[Dataset entries]
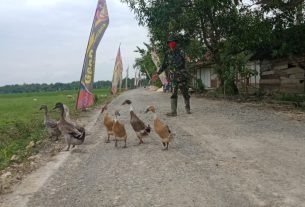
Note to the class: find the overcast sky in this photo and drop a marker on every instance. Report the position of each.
(44, 41)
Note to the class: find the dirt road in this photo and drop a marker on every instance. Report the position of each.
(224, 154)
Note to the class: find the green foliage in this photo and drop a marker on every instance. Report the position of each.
(21, 121)
(32, 88)
(230, 32)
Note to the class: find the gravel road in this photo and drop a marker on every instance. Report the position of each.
(223, 154)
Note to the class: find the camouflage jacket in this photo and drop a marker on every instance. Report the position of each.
(174, 66)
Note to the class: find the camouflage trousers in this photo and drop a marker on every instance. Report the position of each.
(184, 88)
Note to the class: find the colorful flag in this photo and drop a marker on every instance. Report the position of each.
(126, 79)
(100, 22)
(117, 73)
(157, 63)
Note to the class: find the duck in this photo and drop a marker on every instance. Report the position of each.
(137, 124)
(119, 130)
(73, 134)
(108, 122)
(67, 113)
(50, 124)
(161, 128)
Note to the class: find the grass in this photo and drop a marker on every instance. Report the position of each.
(21, 121)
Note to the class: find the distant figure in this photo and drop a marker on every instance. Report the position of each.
(174, 64)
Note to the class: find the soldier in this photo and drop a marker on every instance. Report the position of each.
(174, 64)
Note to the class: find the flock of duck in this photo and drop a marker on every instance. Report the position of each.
(75, 134)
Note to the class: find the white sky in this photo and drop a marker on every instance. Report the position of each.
(44, 41)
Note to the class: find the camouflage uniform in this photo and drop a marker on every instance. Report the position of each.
(174, 65)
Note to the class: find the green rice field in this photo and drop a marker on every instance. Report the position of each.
(21, 121)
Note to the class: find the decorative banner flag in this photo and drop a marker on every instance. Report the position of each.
(126, 79)
(100, 22)
(135, 79)
(117, 73)
(157, 63)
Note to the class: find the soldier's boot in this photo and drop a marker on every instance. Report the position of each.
(173, 107)
(187, 106)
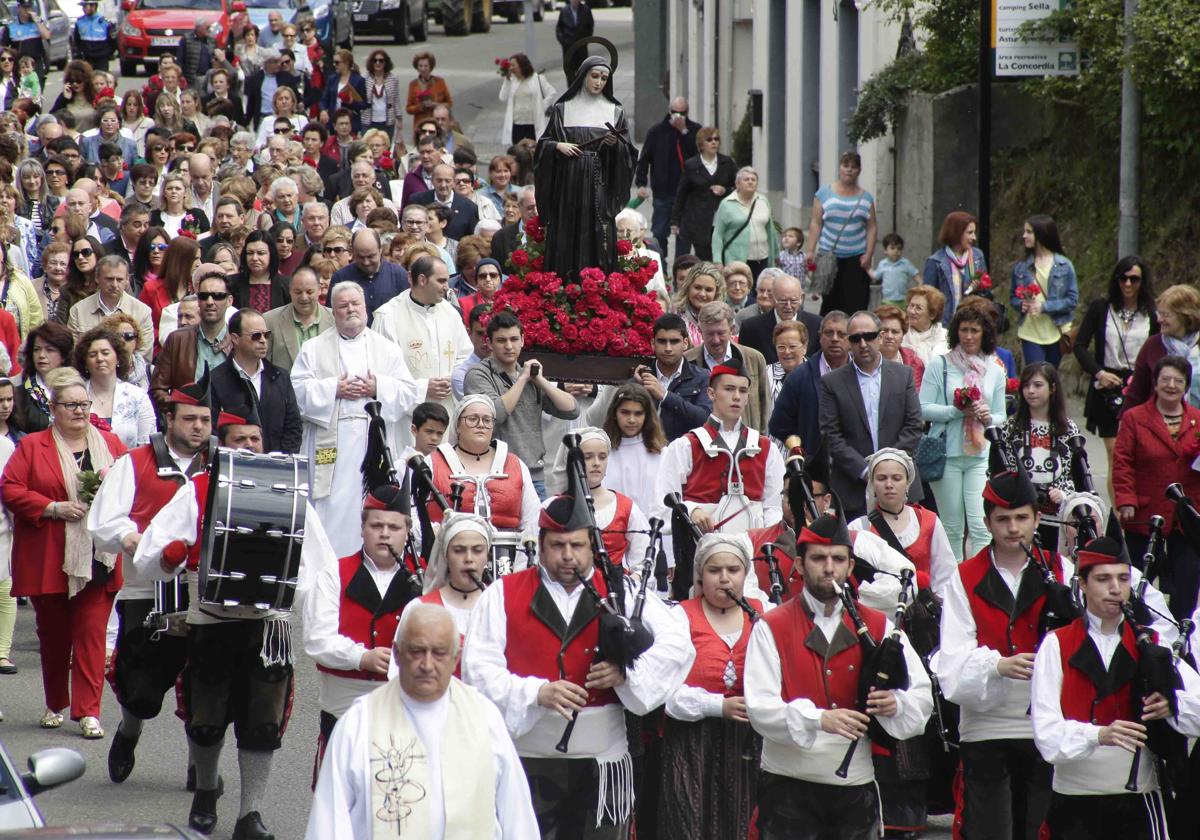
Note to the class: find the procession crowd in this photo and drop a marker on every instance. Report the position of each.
(831, 509)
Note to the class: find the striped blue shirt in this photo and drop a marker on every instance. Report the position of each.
(838, 210)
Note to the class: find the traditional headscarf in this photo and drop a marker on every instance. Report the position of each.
(463, 405)
(887, 454)
(437, 573)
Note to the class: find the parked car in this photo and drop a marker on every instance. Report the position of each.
(402, 19)
(58, 51)
(151, 28)
(47, 768)
(333, 17)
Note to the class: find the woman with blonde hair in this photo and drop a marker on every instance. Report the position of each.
(703, 283)
(1179, 334)
(54, 563)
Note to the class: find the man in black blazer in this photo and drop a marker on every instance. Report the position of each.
(463, 213)
(867, 406)
(759, 331)
(256, 109)
(575, 22)
(246, 377)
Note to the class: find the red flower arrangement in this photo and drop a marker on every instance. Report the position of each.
(610, 315)
(964, 397)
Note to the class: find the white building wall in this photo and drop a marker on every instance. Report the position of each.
(721, 52)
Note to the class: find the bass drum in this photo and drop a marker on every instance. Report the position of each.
(253, 529)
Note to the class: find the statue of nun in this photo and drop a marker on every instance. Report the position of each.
(582, 173)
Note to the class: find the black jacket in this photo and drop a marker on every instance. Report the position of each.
(255, 93)
(663, 154)
(282, 426)
(759, 333)
(466, 214)
(585, 25)
(695, 203)
(687, 405)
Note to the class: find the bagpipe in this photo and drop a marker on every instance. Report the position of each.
(379, 469)
(622, 639)
(1060, 607)
(883, 669)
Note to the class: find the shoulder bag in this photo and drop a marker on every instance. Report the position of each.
(827, 261)
(930, 454)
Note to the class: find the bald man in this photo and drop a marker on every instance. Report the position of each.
(667, 145)
(438, 730)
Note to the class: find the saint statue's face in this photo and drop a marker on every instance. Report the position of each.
(598, 77)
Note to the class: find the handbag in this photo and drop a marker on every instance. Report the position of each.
(930, 453)
(827, 261)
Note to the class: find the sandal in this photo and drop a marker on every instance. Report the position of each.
(90, 727)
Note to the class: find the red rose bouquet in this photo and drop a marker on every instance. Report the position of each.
(964, 397)
(611, 315)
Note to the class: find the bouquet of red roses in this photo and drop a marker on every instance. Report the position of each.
(599, 313)
(965, 397)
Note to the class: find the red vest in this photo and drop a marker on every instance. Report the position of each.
(1079, 697)
(505, 492)
(150, 492)
(712, 653)
(363, 615)
(534, 648)
(921, 552)
(615, 538)
(709, 478)
(831, 682)
(987, 594)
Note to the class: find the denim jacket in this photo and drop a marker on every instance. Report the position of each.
(939, 274)
(1062, 294)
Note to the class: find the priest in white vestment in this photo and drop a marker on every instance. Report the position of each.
(335, 376)
(408, 760)
(427, 329)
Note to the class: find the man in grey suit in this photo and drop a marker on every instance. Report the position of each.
(294, 323)
(865, 406)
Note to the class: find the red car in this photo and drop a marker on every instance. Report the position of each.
(151, 28)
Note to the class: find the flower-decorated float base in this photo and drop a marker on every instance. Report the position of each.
(591, 369)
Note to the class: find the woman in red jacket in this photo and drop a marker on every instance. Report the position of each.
(53, 561)
(1157, 444)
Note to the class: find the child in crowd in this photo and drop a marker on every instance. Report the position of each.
(791, 257)
(894, 274)
(30, 84)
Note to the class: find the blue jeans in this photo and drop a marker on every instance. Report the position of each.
(959, 496)
(1050, 353)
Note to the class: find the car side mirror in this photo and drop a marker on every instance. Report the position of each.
(52, 768)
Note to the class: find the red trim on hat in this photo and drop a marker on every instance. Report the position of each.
(1095, 558)
(725, 370)
(996, 498)
(810, 537)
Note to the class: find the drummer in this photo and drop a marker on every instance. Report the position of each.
(147, 661)
(351, 616)
(239, 658)
(496, 483)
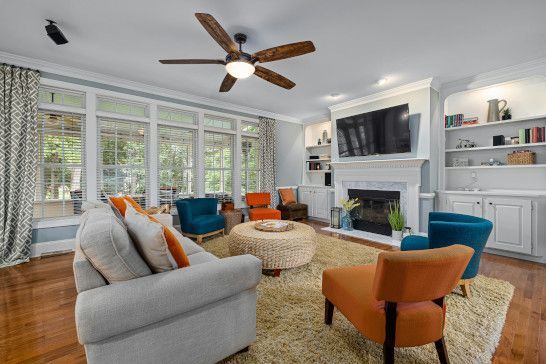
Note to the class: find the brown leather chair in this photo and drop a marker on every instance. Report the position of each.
(400, 301)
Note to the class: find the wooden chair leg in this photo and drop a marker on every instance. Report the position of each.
(328, 311)
(465, 287)
(442, 351)
(243, 350)
(388, 354)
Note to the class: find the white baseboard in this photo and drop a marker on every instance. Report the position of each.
(51, 247)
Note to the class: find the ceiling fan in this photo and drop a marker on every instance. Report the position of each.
(240, 64)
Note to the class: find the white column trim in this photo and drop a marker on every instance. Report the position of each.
(91, 146)
(153, 164)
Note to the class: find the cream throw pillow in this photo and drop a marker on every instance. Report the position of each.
(149, 239)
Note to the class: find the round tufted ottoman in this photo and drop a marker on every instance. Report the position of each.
(277, 250)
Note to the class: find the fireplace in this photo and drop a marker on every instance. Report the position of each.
(372, 214)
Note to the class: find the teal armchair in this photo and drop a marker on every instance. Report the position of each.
(446, 228)
(199, 217)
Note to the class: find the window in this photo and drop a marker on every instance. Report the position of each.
(250, 165)
(122, 159)
(123, 107)
(164, 113)
(176, 163)
(60, 177)
(218, 165)
(250, 127)
(219, 122)
(61, 97)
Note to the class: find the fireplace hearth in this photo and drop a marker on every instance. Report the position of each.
(372, 214)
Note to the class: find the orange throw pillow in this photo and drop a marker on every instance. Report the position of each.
(173, 244)
(119, 204)
(175, 247)
(287, 196)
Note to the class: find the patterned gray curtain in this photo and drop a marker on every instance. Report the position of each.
(268, 151)
(18, 150)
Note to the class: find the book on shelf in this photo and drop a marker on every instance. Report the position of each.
(456, 120)
(532, 135)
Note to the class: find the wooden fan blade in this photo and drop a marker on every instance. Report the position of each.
(284, 51)
(274, 77)
(217, 32)
(192, 61)
(227, 83)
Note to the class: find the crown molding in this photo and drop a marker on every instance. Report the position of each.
(536, 67)
(67, 71)
(414, 86)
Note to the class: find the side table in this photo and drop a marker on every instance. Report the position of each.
(231, 218)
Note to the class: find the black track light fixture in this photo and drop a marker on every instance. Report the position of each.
(55, 33)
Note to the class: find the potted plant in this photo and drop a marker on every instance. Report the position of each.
(396, 220)
(348, 207)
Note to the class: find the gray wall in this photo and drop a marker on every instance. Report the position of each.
(290, 154)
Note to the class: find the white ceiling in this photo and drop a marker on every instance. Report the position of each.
(357, 43)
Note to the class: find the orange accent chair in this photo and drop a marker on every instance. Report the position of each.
(258, 205)
(400, 301)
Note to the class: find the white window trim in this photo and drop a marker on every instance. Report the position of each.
(91, 114)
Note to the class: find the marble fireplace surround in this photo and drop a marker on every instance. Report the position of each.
(403, 175)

**How to complete this task**
Only the final stretch of the entries above is needed: print exactly the lines from the line containing "Note to the class: find the orange accent" through the last one.

**Result**
Note to the class: find the orange accent chair in this photo and drop a marker on every instance. Report the position of each.
(258, 205)
(400, 301)
Note to the class: find the white window trim in this photo and drop a marker on every instance. Report the position of each.
(91, 114)
Note to the class: find the marble fireplace surround in this photo and drop a marker on every instance. Report the position of each.
(403, 175)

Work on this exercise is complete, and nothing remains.